— Begin SOURCE TEXT —

The Under Secretary of Commerce for Economic Affairs, or USC-EA, is a high-ranking official in the United States Department of Commerce that serves as the principal adviser to the United States Secretary of Commerce on economic analysis. The Under Secretary is ex officio the Administrator of the Economics and Statistics Administration.

The Under Secretary is appointed by the president of the United States and confirmed by the United States Senate to serve at the pleasure of the president. In October 2021, President Joe Biden nominated Jed Kolko to be Under Secretary. He was confirmed by the United States Senate on April 7, 2022, and sworn in on April 19.

Overview
The Under Secretary of Commerce for Economic Affairs oversees the Economics and Statistics Administration as that body's Administrator. As the principal element of the Commerce Department for economic affairs, the Under Secretary provides timely economic analysis and disseminates national economic indicators. The Under Secretary serves as the Department's representative to the president's Council of Economic Advisers, interagency panels on economic issues, and other government agencies concerned with economic matters. The Under Secretary's principal responsibilities include: economic forecasting, consultation with the private sector on economic and broad economic sectoral developments, and policy analysis and development in the areas of economic policy.

— End SOURCE TEXT —

**DIRECTION A:** Revise the records from the line containing "Where can you spot the racetrack" down to the end of the records, replacing "racetrack" with "race circuit" and leaving everything else unchanged.
The text and the records bear no relation to each other.

— Begin DATASET ENTRIES —

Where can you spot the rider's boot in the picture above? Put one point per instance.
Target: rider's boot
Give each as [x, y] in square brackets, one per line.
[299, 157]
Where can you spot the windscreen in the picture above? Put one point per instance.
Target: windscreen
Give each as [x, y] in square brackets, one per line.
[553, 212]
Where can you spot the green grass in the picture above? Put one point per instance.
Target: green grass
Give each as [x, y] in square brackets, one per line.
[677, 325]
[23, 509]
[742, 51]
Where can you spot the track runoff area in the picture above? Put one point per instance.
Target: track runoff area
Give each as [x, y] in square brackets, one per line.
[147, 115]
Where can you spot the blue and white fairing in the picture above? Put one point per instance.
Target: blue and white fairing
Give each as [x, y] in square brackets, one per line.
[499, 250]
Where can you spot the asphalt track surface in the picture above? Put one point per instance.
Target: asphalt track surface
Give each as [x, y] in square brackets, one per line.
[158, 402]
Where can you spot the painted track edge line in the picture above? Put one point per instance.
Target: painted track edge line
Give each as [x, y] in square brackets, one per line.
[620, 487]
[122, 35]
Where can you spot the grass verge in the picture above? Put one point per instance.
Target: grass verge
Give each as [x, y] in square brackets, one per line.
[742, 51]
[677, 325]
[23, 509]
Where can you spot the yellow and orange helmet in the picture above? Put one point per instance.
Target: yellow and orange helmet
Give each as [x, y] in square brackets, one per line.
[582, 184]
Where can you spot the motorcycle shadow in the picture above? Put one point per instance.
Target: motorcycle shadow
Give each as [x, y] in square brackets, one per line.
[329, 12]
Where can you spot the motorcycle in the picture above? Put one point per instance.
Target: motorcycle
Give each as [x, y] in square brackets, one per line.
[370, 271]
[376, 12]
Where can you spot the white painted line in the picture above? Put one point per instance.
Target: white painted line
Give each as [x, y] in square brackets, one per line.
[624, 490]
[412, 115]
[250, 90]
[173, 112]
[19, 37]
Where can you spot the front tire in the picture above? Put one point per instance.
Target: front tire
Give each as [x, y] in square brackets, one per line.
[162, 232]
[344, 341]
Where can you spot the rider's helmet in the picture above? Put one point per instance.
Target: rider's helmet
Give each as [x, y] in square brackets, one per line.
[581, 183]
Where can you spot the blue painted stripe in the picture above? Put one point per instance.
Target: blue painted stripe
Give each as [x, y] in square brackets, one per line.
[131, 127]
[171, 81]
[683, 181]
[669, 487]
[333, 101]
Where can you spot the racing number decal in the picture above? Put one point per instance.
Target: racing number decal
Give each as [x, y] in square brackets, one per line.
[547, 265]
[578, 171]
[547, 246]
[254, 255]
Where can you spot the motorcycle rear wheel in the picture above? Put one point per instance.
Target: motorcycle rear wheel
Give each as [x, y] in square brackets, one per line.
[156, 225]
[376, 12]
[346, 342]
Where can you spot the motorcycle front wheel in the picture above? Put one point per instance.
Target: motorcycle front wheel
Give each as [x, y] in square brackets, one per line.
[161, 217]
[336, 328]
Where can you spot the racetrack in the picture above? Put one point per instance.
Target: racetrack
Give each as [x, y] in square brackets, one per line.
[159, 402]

— End DATASET ENTRIES —

**DIRECTION B:** Carry on the text about the Under Secretary of Commerce for Economic Affairs from the point at which it stops.

**WRITTEN ANSWER A:**
Where can you spot the race circuit in the picture above? Put one point per instance.
Target: race circuit
Give each as [x, y] in square brackets, one per line.
[159, 402]

**WRITTEN ANSWER B:**
The Under Secretary oversees the United States Census Bureau and the Bureau of Economic Analysis. These two statistical agencies gather, calculate, and disseminate much demographic, social and economic data including reports on the nation's gross domestic product, retail sales, personal income, housing starts, inventory levels and international trade.

With the rank of Under Secretary, the USC(EA) is a Level III position within the Executive Schedule. Since January 2010, the annual rate of pay for Level III is $165,300.

History
The position was created by an Act of Congress on June 16, 1982. The Under Secretary for Economic Affairs is fourth in the line of succession for Secretary of Commerce.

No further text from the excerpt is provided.